(Dataset rows)
▼▼▼

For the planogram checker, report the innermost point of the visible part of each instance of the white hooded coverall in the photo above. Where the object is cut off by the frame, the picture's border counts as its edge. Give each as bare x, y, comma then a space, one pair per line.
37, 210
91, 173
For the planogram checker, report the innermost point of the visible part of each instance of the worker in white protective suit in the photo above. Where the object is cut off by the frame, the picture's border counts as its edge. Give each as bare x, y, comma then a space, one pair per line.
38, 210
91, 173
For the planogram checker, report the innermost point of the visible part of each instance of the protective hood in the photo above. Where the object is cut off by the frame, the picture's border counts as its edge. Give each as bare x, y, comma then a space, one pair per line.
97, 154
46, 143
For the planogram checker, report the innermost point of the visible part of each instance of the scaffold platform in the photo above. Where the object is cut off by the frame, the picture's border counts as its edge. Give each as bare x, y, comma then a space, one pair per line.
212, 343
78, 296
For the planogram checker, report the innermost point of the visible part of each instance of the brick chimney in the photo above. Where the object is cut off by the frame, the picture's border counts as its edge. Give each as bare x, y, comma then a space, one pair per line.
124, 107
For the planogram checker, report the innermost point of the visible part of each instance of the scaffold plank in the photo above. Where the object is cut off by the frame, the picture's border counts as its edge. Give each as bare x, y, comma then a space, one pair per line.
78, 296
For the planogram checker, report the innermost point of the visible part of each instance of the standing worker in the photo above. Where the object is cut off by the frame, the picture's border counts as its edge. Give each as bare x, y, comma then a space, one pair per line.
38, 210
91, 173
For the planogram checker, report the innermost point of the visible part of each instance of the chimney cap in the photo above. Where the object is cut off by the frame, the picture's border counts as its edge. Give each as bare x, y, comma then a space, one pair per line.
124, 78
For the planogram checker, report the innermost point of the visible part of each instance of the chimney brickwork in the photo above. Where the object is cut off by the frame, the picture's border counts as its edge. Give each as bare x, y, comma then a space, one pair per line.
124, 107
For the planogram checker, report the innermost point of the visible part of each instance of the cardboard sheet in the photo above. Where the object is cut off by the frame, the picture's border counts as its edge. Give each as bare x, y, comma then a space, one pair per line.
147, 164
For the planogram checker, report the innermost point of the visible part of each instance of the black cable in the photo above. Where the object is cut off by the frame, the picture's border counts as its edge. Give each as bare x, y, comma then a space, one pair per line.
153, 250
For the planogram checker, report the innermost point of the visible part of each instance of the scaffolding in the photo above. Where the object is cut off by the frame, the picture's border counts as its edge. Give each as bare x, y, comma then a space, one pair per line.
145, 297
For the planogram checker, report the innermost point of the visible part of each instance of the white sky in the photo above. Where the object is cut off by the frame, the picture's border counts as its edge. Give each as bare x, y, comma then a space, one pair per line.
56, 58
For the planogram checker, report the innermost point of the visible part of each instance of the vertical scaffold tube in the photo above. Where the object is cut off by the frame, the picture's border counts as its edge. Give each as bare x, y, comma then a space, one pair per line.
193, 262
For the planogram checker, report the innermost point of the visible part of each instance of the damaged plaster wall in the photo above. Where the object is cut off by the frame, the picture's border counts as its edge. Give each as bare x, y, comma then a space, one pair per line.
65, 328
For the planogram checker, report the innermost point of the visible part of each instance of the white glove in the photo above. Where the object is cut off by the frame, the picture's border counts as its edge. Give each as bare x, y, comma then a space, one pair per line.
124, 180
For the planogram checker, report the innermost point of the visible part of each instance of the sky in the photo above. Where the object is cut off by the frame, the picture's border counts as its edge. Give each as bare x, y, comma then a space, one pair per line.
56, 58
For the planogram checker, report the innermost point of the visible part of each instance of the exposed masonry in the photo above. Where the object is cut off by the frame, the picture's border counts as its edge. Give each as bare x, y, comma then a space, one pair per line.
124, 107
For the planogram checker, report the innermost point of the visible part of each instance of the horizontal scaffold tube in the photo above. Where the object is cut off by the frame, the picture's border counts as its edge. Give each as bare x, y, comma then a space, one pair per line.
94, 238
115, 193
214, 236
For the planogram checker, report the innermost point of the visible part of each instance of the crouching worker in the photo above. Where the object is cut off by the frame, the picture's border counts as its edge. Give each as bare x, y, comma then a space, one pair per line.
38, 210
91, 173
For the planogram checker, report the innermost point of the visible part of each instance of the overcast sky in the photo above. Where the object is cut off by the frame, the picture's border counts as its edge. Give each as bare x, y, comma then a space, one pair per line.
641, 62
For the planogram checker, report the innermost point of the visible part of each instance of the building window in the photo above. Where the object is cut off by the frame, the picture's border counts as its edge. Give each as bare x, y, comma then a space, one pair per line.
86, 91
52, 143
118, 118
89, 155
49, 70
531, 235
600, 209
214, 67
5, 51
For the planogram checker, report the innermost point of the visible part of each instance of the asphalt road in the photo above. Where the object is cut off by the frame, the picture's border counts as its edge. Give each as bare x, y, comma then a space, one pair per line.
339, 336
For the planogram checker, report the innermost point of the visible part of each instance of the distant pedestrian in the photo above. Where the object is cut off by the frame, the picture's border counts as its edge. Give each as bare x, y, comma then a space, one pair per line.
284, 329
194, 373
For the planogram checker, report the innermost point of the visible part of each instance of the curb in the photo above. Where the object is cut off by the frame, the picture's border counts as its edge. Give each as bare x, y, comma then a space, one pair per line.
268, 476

▲▲▲

Work instructions: Repeat word for word each line from the one with "of the building" to the end of the records above, inclusive.

Written answer:
For the planogram checker, report the innermost point of the visible part of each instance of the building window in the photo above. Where the object is cut off by the frame, the picture's border counts as its edge. Give each as bare x, y, comma then a space, one pair per line.
86, 91
52, 143
118, 118
89, 155
49, 70
531, 235
600, 209
214, 67
5, 51
For the planogram checker, report the innermost point of the visible part of each instance of the asphalt road in the photo above. Where the object is cut off by the frame, the picture's border counts as its edge. Give each as bare x, y, comma then a space, one pair per line.
339, 336
For the planogram checker, report the innermost point of the visible part of each instance of the distant pedestrian in the photo above. Where the object is cut off by the frame, the picture's border counts as its edge. Give each as bare x, y, comma then a space, one pair per line.
284, 329
194, 373
For the planogram checker, report the innermost point of the visible part of each instance of the curb in the photo above. Where the object is cut off by the frame, the picture's border counts as its edge. Give each as bare x, y, comma then a space, one pair per line.
268, 476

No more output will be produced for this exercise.